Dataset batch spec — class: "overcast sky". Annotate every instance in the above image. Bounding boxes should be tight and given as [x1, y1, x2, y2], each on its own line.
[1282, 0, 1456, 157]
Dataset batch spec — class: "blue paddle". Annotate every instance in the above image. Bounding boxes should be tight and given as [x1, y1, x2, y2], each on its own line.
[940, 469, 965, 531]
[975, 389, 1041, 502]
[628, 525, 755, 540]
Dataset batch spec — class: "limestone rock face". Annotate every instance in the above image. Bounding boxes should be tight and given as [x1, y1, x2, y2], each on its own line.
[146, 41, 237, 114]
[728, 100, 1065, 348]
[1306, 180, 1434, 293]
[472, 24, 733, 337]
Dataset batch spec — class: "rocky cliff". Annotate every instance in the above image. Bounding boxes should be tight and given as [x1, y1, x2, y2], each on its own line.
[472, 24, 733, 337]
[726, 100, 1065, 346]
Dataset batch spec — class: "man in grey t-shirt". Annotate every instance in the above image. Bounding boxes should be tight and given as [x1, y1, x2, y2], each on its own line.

_INSTRUCTIONS TO FOLLOW:_ Count the lines of the material above that contain the string "Dataset" and give only that number.

_EXPECTED OUTPUT:_ 5